Entries drawn from a collection
"""

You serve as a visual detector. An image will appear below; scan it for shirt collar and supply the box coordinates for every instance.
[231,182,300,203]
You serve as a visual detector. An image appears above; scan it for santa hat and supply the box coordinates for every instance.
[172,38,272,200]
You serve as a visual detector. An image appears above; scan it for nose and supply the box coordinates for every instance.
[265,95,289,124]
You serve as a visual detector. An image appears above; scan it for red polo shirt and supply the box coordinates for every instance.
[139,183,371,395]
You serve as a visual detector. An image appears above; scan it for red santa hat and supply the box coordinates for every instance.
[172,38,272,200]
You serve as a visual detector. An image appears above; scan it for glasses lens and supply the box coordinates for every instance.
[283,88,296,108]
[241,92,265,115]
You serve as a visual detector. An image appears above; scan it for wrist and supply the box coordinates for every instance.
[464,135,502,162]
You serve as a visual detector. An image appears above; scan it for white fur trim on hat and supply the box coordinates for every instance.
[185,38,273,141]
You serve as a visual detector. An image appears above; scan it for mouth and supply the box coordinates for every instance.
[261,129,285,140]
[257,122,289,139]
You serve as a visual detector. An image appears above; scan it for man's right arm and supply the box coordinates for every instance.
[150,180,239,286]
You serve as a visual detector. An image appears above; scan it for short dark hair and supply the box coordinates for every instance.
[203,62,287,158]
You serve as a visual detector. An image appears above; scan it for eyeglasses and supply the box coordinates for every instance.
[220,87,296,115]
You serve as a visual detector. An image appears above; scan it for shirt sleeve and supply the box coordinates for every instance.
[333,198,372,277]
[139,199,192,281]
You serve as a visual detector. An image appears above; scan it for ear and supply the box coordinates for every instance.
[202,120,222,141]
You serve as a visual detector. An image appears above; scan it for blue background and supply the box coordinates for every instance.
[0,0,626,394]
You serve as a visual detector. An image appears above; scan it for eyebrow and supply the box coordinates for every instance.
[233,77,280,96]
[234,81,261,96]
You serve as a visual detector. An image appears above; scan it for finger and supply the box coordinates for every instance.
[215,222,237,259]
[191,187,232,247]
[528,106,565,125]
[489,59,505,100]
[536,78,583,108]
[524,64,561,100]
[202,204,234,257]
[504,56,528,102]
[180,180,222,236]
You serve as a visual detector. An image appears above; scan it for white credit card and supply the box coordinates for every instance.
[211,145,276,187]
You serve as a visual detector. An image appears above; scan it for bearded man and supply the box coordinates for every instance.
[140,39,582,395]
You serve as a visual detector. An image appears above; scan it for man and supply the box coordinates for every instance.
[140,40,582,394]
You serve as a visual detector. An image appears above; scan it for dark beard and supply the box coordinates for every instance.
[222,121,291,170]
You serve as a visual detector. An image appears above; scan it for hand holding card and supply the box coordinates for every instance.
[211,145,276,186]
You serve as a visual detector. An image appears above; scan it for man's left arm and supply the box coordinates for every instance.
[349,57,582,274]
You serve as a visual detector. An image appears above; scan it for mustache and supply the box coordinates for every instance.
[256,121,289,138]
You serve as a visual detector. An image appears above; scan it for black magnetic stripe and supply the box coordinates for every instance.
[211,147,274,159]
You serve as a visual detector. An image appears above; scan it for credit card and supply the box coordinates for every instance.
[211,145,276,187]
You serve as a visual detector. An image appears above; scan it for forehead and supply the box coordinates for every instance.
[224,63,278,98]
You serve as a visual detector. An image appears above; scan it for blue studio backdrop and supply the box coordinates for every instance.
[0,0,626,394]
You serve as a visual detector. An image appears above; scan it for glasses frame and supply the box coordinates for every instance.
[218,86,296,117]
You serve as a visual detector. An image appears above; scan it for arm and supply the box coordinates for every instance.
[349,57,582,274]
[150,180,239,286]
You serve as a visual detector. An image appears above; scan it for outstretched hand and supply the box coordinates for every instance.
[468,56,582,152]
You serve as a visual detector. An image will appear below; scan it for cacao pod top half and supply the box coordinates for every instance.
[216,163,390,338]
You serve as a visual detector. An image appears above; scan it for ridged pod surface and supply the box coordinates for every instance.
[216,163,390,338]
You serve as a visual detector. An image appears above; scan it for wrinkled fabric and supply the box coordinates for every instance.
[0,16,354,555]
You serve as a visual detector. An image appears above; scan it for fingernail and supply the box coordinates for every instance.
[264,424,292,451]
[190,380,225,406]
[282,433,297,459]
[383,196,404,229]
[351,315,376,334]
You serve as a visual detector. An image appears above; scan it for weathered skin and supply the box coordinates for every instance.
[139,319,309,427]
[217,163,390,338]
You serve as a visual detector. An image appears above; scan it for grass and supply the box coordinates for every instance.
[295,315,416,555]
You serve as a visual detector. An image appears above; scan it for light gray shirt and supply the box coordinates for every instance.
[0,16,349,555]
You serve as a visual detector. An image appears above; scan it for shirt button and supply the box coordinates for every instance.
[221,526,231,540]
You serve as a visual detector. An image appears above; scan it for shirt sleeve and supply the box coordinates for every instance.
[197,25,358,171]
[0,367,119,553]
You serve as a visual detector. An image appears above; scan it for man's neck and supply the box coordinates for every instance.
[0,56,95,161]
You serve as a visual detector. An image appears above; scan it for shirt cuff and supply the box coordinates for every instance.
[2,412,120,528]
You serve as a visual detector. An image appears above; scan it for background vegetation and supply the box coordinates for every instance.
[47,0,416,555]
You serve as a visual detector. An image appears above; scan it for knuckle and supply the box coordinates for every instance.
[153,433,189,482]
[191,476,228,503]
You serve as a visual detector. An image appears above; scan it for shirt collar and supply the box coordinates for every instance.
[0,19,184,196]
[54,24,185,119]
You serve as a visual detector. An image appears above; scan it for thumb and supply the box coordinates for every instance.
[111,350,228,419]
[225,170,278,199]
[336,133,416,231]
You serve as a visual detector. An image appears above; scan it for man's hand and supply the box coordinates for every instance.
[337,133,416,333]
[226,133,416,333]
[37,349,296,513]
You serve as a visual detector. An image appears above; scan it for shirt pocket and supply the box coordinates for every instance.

"""

### WHAT YOU ARE ASKED TO DO
Copy out the whole listing above, every line of it, word for word.

### REPLY TO THE TASK
You serve as a visual detector. An image will appear below; scan it for shirt collar and supply the box coordinates for every instance.
[231,182,300,203]
You serve as a visual detector. An image appears above; scan it for santa hat and supply the box coordinates for every instance.
[172,38,272,200]
You serve as a visual detector. An image appears above; scan it for nose and supply the box coordinates for every instance.
[265,95,289,124]
You serve as a visual detector. An image appears above; scan it for red polo shirt and supply the box coordinates for every instance.
[139,183,371,395]
You serve as a visual detector. An image appears above; scan it for red santa hat and supply the box coordinates for every instance.
[172,38,272,200]
You serve as a visual detector. An image appears above; scan it for glasses lens and supply the box coordinates for every instance.
[283,88,296,108]
[241,92,265,115]
You serve as a visual detector. An image appears above; scan it for wrist and supply the box coordinates for every instance.
[464,135,502,162]
You serve as a visual detector. An image appears above; scan it for white fur trim on hat and supply the box coordinates for every instance.
[185,38,273,141]
You serve as a visual detector. An image appears above; scan it for mouth and supply the box coordinates for every instance.
[261,129,285,140]
[257,122,289,139]
You serve as a visual detector. An image appears above; scan it for man's right arm and supply the box coordinates for every instance.
[150,180,239,286]
You serve as a visual detector. An image appears above; scan it for short dark hair and supply the box coordinates for every instance.
[203,62,287,158]
You serve as a visual detector. An image appears above; scan it for eyeglasses and supply the box coordinates for every instance.
[220,87,296,115]
You serve as a visual detector. An image appears above; scan it for shirt sleeve and supply the box coordinates for every instance.
[333,198,372,277]
[139,199,192,281]
You serve as a visual detector. An image appears above; scan it for ear and supply the box coordinates for every instance.
[202,120,222,141]
You serve as a visual detector. An image appears above; scan it for blue background and supply the box coordinates for every instance.
[0,0,626,394]
You serve as a visual detector. An image appears above; scan it for eyebrow and supply the box coordinates for every instance.
[233,77,280,96]
[234,81,261,96]
You serve as a visual detector. An image appears above; scan it for finger and supply the box coordinates for every instance.
[215,222,237,259]
[191,187,232,247]
[528,106,565,125]
[489,59,505,100]
[536,78,583,108]
[524,64,561,100]
[202,204,234,257]
[504,56,528,102]
[180,180,222,236]
You serve as a visual detector. An image appears above; scan it for white credit card and supply the box coordinates for every instance.
[211,145,276,187]
You serve as a visual detector. An image appears above; scan it for bearded man and supply the box coordinates for every instance.
[140,39,582,395]
You serve as a visual detector. An image appears above; scan it for man and supply the box coordinates for every instance.
[140,40,582,394]
You serve as a visual detector. An image appears above; scan it for dark beard and supply the box coordinates for every instance.
[222,121,291,170]
You serve as a visual detector. An image appears above; scan it for hand holding card and supply the box coordinates for every instance.
[211,145,276,186]
You serve as a visual detector. An image appears above; scan it for man's left arm and supply the box coordinates for every instance.
[349,57,582,274]
You serve as a visual detector. An image appears above; scan it for mustache and supply the box coordinates for every instance.
[256,121,289,138]
You serve as a visual detector. An image appears above; scan it for black magnetic stripe and supply the box coordinates for every instance.
[211,147,274,159]
You serve as a visual detector. An image appears above; scan it for credit card and supply the box coordinates for every instance.
[211,145,276,187]
You serve as a visual detector. An image appears above; scan it for forehead and supply the box coordinates for every instance.
[224,63,278,98]
You serve as a visual detector. An image appears above; scan it for blue studio backdrop and supply the box coordinates for every instance.
[0,0,626,394]
You serve as a visual detector. An image appears above; scan it for glasses frame and supply the box coordinates for every instance.
[218,86,296,117]
You serve as a visual detector. An image appears above; scan it for arm and supply the box coordinates for every instance.
[349,57,582,274]
[150,180,239,286]
You serve as a visual detector. An image appears above; scan it for outstretched hand and supply the box coordinates for every instance.
[468,56,582,152]
You serve as a visual detector. An image will appear below; scan it for cacao pod top half and supply the box coordinates for every instance.
[216,163,390,338]
You serve as a visual detector. An image appears above; scan it for ridged pod surface and supply the box coordinates for every instance.
[216,163,390,338]
You serve as a visual detector. An image appears above; scan it for wrinkled fabric and supply the box coordinates for every instance.
[0,16,354,555]
You serve as a visual detector. An image appears above; scan it for fingernail and supply the box coordinates for every instance.
[264,424,292,451]
[190,380,225,406]
[282,433,297,459]
[383,196,404,229]
[351,315,376,334]
You serve as a visual detector. An image appears above; scan it for weathered skin and supply the box coordinates for every instance.
[139,319,309,427]
[217,163,390,338]
You serve as a visual detector. An image appears above; scan it for grass and supply the box coordinates for every instance.
[295,315,416,555]
You serve as a visual detector. An image appears above; scan it for light gray shirt and supply the box coordinates for every instance.
[0,16,349,555]
You serve as a visual detector. An image appears above; scan it for shirt button and supply the box coordinates for every instance.
[221,526,231,540]
You serve as a visual detector. An image appears above; scan it for shirt sleeve and supply the box coordinates for every instance.
[197,25,358,171]
[0,367,119,553]
You serve as a visual detector. An image appears above; scan it for man's neck and supply the box coordinates for every instance.
[0,56,95,161]
You serve as a visual detector. An image appears above; scan it for shirt cuff and supply the box coordinates for every instance.
[2,412,120,528]
You serve as a visual detector. An image appears above; scan it for background vegetation and supply the box coordinates for every instance.
[47,0,416,555]
You serve as a visual detector. An image appears above; scan it for knuckle and supply the box coordinates for every instance.
[153,433,189,482]
[191,476,228,503]
You serve as a visual detector. An image appears above; scan it for shirt collar and supply the box coordinates for every instance.
[0,19,184,196]
[54,24,185,119]
You serve as a visual detector. An image appears above; scan it for thumb and supply the box coordinates for every instance.
[111,350,228,419]
[225,170,278,199]
[336,133,416,231]
You serve as a visual detector. An image appears above; scan it for man's hand and supply the box coordinates for every instance.
[337,133,416,333]
[226,133,416,333]
[37,349,296,513]
You serve as a visual detector. An image appears above; scan it for shirt pocket and supply the box coordinates for every instance.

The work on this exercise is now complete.